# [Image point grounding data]

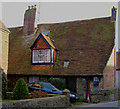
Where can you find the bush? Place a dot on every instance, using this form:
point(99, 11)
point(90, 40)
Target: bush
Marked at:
point(38, 94)
point(4, 85)
point(20, 90)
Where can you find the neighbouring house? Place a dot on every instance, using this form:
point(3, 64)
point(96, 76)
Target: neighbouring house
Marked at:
point(4, 46)
point(77, 51)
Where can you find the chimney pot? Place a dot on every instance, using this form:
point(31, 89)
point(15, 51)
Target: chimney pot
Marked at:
point(113, 14)
point(28, 7)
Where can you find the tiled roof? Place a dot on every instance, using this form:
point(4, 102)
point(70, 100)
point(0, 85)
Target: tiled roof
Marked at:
point(87, 45)
point(49, 41)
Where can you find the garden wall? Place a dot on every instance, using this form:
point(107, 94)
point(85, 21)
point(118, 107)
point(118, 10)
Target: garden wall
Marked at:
point(56, 101)
point(105, 95)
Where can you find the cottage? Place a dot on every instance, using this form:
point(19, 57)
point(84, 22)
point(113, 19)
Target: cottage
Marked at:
point(77, 51)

# [HOW TO COMPLETE THIS TASK]
Once the line with "point(118, 107)" is found, transcribe it and each line after it through the final line of the entries, exactly and only.

# [RESPONSE TO THIS EXERCISE]
point(118, 107)
point(118, 10)
Target: garden wall
Marked at:
point(56, 101)
point(105, 95)
Where can you find the cottage? Place a dot on every instance, using this form:
point(19, 57)
point(84, 22)
point(113, 19)
Target: cottage
Marked at:
point(77, 51)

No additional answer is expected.